EXERCISE BRIEF
Every line of the entries below that carries the string "black" should be copied.

EXERCISE DATA
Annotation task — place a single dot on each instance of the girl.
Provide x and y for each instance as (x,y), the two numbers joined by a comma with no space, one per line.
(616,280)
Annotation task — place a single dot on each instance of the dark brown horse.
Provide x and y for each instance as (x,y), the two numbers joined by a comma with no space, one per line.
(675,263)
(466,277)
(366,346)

---

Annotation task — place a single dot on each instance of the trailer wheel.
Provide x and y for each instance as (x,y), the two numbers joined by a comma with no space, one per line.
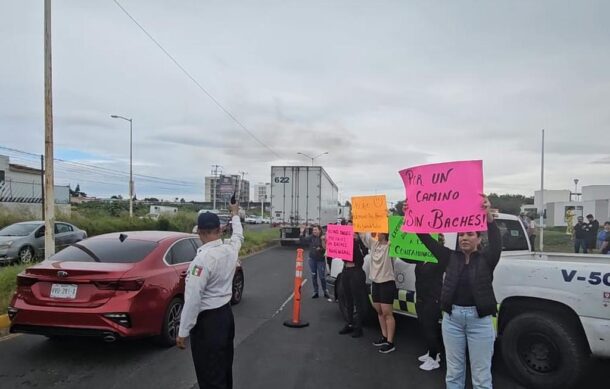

--

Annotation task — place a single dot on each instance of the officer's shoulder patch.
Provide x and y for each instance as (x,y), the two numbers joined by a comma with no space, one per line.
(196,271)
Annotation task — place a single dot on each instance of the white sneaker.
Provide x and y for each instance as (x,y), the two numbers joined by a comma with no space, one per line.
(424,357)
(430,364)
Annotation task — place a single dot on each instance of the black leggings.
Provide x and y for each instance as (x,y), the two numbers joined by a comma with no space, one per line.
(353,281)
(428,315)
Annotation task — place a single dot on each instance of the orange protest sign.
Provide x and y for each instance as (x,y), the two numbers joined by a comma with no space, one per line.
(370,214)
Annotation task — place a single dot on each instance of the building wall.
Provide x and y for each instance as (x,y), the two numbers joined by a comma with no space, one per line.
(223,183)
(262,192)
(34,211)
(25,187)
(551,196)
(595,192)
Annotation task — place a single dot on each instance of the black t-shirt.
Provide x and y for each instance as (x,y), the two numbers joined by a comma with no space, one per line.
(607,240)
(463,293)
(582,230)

WRITTEN RESPONSE
Annotation task — place a single dot on each instance of the black leggings.
Annotation task — place a single dot on each instance of the black t-shirt.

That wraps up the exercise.